▶ **Task to complete**:
Give back the whole listing exactly as written, leaving out each picture.

▶ **Input data**:
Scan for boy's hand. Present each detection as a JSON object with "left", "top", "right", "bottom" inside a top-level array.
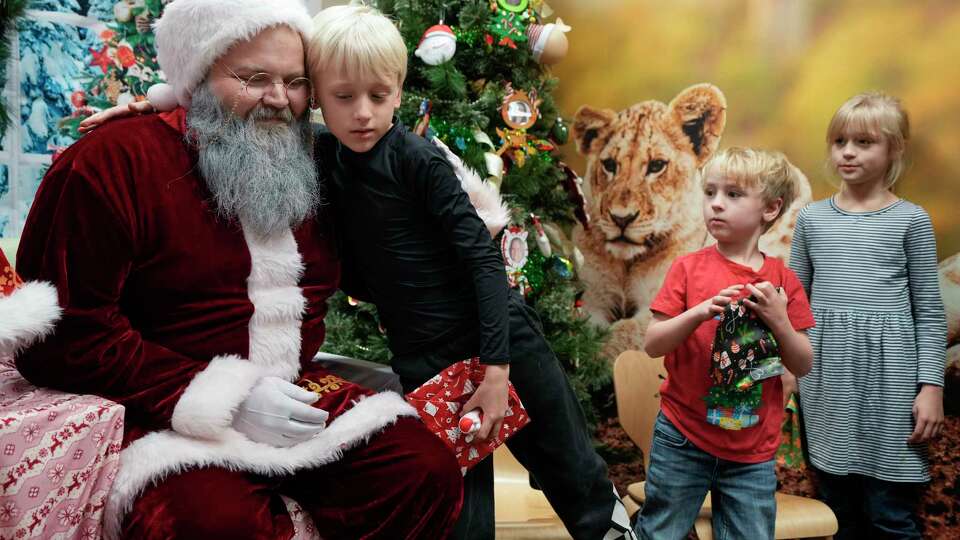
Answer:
[
  {"left": 908, "top": 384, "right": 943, "bottom": 443},
  {"left": 743, "top": 282, "right": 789, "bottom": 331},
  {"left": 78, "top": 101, "right": 153, "bottom": 133},
  {"left": 461, "top": 364, "right": 509, "bottom": 442},
  {"left": 696, "top": 285, "right": 744, "bottom": 322}
]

▶ **Response to this task**:
Scan for boy's hand. Present each detection as a JSON object with "left", "top", "right", "bottom" inside a top-level array.
Answer:
[
  {"left": 908, "top": 384, "right": 943, "bottom": 443},
  {"left": 743, "top": 282, "right": 789, "bottom": 331},
  {"left": 78, "top": 101, "right": 153, "bottom": 133},
  {"left": 461, "top": 364, "right": 509, "bottom": 442},
  {"left": 696, "top": 285, "right": 744, "bottom": 322}
]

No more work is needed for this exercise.